Saved entries:
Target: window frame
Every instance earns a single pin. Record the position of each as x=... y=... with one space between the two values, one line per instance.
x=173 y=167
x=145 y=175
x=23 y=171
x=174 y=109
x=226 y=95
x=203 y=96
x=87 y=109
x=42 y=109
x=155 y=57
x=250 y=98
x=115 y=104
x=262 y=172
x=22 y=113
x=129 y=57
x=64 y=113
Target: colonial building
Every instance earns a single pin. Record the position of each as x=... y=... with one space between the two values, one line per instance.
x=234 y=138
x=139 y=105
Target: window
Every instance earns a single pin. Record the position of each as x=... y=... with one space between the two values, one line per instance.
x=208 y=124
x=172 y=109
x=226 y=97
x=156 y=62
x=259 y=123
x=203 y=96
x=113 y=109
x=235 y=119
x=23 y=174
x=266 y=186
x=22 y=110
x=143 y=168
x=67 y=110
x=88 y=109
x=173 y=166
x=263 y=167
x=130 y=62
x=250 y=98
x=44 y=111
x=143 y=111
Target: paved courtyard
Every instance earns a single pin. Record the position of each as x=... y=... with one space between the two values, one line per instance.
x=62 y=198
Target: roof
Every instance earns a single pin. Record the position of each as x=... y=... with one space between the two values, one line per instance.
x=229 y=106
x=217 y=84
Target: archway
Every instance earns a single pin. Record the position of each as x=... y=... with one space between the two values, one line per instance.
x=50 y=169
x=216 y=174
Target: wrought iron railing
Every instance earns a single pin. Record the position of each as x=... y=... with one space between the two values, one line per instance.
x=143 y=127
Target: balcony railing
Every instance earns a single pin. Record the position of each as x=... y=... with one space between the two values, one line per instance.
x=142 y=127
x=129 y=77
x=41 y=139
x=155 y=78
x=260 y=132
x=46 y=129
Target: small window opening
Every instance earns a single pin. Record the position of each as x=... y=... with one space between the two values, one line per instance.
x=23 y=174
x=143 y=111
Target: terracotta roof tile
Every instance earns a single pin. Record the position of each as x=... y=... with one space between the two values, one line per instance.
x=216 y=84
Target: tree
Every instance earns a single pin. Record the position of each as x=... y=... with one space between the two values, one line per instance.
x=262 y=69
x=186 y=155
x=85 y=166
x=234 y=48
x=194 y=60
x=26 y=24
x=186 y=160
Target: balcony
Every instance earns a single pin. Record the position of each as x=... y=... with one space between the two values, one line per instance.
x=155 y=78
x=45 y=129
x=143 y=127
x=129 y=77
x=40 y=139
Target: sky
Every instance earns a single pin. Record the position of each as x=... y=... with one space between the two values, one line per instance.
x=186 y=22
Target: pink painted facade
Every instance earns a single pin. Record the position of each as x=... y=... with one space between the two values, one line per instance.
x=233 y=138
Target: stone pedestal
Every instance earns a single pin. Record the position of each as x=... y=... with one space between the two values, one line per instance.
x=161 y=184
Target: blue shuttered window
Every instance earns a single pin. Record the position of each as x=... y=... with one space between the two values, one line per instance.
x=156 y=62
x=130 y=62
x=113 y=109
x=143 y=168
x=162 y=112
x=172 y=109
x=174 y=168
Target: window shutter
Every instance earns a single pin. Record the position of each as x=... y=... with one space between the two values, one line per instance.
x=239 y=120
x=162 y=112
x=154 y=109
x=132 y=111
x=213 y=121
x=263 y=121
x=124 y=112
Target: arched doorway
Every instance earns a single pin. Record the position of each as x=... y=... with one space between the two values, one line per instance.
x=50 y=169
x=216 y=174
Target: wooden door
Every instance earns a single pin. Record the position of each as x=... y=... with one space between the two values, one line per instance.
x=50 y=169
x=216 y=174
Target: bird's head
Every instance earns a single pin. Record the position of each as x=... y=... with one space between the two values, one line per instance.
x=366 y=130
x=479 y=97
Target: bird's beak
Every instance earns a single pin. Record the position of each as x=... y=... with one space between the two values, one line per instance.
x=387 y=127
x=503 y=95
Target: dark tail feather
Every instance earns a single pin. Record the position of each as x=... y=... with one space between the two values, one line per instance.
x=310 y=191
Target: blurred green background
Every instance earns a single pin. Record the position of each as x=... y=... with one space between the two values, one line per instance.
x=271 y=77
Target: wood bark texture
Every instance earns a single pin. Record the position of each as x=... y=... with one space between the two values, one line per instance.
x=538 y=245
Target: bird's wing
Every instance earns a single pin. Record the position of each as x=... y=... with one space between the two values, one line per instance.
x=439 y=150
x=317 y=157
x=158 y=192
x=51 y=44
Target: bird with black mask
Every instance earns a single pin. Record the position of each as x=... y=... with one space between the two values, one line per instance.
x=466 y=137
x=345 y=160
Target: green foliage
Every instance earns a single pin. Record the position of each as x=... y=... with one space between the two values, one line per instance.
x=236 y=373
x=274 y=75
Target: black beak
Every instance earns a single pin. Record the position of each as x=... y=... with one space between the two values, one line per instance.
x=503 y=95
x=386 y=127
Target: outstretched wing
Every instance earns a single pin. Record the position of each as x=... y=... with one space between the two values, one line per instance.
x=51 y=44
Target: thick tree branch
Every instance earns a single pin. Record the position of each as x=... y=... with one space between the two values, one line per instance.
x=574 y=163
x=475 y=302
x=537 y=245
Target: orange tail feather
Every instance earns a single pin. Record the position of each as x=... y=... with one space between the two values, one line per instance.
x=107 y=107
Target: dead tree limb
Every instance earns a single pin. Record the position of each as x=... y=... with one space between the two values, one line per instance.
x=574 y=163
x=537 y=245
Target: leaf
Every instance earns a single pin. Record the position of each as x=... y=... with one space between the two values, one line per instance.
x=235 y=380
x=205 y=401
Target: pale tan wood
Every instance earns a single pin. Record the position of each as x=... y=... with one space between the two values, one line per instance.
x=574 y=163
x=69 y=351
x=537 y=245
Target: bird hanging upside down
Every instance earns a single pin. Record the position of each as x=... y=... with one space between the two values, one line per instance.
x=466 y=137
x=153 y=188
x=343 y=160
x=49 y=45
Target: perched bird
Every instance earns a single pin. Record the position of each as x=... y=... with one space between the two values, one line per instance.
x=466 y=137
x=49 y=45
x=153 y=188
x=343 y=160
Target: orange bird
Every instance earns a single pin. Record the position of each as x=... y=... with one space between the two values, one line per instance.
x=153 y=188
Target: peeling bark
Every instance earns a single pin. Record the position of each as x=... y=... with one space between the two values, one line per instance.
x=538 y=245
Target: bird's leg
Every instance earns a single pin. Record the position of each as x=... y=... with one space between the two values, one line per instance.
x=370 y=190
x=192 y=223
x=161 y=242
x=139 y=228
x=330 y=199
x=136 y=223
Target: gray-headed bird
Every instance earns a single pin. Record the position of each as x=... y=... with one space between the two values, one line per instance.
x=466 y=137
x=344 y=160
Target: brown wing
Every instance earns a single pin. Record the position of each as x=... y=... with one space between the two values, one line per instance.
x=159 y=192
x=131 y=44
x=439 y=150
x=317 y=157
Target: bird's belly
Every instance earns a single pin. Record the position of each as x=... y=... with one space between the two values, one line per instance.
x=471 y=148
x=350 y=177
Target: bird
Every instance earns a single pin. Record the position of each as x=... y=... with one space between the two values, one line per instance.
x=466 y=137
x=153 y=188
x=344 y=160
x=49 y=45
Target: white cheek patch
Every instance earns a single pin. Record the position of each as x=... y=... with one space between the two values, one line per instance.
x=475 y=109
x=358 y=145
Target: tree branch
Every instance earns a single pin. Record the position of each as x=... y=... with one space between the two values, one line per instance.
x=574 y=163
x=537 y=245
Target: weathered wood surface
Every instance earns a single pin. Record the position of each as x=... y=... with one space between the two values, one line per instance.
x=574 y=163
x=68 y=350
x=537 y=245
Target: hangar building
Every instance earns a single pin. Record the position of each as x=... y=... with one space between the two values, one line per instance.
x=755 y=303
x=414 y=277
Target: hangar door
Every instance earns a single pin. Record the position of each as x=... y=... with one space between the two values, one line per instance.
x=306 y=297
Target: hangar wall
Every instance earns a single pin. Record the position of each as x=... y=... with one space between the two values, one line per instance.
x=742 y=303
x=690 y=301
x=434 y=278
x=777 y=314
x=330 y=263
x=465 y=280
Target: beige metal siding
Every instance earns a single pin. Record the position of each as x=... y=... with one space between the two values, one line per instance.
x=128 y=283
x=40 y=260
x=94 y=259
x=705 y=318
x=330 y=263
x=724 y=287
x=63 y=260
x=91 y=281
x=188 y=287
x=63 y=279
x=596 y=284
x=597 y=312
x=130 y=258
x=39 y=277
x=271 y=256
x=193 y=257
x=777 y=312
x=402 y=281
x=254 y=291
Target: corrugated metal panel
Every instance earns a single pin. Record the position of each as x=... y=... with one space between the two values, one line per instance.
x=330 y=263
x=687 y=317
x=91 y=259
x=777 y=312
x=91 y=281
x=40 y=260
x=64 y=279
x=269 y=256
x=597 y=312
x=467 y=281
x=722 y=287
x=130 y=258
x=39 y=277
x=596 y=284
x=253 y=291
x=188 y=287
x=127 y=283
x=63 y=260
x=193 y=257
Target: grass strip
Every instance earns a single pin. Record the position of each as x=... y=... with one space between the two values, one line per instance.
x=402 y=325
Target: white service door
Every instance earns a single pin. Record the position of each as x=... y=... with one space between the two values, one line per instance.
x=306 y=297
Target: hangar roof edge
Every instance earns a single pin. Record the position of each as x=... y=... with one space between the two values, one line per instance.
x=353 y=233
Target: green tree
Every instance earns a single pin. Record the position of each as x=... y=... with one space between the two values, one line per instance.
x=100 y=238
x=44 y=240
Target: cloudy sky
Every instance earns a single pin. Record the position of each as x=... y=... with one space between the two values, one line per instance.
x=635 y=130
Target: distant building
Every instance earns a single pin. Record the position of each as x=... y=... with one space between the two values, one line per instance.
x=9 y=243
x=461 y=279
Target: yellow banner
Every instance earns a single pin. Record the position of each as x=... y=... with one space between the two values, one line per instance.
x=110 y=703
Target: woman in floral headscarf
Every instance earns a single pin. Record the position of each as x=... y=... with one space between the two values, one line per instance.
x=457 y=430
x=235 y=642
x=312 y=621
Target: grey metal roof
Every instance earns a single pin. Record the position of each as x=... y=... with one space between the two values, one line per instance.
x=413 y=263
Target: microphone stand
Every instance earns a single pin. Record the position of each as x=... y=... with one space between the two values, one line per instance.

_Exercise_
Only lines with the word "wing" are needed. Copy them from the preceding records.

_Response to this exercise_
Target: bird's wing
Target: outstretched wing
Target: brown wing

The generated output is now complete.